Directions
Below are the records. Reproduce the line that contains "Mark one point per instance of the dirt track" and every line after it to the end, exactly and alone.

[Dataset entries]
● ● ● ●

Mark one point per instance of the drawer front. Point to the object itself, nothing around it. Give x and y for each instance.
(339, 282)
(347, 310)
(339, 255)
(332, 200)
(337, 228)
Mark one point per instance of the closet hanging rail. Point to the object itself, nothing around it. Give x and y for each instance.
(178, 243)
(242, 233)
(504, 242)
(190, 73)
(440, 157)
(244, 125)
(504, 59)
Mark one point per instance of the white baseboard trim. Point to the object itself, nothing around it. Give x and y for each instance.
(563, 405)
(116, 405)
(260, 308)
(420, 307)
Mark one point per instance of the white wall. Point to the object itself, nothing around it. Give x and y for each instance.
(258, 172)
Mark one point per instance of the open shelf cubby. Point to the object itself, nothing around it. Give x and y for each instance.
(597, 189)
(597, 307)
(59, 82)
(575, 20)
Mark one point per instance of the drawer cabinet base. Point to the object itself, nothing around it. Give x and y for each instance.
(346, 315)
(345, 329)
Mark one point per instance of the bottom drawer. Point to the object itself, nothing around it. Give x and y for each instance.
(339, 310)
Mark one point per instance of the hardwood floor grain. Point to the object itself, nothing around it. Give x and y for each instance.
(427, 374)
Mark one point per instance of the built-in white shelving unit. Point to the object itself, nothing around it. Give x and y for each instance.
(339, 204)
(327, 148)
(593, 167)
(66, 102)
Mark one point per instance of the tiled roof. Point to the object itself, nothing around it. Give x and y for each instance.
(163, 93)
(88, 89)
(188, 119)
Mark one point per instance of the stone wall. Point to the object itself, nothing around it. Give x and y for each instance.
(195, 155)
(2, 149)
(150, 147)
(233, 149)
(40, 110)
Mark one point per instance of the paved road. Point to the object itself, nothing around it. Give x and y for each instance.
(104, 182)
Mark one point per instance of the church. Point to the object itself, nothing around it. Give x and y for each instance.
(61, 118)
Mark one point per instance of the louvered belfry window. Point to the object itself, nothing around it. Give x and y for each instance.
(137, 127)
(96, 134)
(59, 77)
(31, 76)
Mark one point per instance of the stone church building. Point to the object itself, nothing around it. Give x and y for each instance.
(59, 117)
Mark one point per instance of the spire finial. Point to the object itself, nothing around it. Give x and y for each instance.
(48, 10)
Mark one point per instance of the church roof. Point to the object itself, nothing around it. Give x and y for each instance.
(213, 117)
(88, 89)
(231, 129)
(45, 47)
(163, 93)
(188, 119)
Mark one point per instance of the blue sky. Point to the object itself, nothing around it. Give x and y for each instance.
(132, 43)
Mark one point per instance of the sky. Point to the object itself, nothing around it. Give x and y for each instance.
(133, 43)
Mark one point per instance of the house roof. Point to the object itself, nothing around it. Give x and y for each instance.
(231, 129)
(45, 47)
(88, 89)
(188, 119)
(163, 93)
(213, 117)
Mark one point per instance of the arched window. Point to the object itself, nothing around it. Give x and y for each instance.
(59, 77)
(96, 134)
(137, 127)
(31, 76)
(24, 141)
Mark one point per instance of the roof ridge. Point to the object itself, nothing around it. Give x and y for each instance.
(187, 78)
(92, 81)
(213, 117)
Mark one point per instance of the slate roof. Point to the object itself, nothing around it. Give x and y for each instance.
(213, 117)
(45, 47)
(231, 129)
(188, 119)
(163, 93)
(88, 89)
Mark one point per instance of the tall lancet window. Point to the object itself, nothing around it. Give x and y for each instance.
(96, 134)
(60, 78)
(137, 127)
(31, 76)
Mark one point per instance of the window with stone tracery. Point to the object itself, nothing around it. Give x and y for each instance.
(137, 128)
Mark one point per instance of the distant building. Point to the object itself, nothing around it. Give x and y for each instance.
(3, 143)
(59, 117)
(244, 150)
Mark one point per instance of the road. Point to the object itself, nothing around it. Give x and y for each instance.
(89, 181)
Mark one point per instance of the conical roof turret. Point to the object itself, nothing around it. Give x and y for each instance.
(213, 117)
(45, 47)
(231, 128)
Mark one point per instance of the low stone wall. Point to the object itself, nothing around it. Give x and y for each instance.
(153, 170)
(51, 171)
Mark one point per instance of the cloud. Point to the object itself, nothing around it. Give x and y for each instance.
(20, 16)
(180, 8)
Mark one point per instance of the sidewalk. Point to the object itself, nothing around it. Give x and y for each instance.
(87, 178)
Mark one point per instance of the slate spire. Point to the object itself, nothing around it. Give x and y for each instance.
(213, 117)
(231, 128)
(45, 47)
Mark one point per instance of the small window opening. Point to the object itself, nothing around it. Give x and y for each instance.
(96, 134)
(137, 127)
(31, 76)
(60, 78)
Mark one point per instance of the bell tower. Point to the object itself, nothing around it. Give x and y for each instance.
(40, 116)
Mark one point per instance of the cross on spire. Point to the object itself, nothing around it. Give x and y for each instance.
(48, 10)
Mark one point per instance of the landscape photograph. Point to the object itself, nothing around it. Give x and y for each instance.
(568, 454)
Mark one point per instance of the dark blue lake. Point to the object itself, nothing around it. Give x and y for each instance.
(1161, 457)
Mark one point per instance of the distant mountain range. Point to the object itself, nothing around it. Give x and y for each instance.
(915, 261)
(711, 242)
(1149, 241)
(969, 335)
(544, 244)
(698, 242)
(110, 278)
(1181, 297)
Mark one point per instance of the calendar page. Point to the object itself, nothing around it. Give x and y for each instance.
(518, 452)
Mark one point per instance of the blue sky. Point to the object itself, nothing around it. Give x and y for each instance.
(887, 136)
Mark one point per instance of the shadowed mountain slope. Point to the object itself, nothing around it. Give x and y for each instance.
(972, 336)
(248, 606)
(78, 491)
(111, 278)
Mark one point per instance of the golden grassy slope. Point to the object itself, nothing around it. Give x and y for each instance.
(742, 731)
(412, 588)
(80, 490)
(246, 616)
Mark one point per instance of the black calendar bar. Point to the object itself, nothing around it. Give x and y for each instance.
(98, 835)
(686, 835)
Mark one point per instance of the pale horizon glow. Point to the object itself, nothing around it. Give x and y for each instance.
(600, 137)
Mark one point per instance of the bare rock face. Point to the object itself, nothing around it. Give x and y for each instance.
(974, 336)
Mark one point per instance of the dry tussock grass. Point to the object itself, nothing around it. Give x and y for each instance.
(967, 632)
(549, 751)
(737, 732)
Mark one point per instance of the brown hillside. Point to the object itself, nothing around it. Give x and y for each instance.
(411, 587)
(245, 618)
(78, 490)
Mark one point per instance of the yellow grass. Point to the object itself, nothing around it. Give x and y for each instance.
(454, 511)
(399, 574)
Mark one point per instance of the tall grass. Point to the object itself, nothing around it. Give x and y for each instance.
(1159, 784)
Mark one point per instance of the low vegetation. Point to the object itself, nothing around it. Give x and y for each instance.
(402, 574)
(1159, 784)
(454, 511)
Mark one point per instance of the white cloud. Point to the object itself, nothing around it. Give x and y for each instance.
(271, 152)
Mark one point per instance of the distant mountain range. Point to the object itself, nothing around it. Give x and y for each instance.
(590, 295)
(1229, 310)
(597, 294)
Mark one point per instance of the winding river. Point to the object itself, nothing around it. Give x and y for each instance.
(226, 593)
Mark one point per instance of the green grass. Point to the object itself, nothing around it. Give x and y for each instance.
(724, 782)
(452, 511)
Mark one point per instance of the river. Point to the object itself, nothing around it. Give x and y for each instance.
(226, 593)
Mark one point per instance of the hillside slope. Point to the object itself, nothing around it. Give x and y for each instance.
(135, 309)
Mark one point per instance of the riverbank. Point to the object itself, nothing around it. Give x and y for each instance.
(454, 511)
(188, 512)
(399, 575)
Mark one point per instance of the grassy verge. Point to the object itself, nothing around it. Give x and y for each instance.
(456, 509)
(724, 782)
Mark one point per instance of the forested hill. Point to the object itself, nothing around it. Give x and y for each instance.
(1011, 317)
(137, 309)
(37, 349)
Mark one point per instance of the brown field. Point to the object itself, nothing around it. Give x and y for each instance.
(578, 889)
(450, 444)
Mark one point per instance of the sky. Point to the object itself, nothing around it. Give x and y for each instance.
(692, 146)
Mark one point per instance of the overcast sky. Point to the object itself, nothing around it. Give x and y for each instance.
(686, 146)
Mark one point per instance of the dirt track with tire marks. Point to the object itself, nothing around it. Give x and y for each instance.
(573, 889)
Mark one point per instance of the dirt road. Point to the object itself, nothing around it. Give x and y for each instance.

● ● ● ●

Response
Mark one point per instance of the dirt track with tire marks. Point to the object itself, nothing around it. Give x and y for each instance.
(573, 889)
Mark one point per instance of the dirt road. Point to the object itself, nothing around it. Give x and y for each instance.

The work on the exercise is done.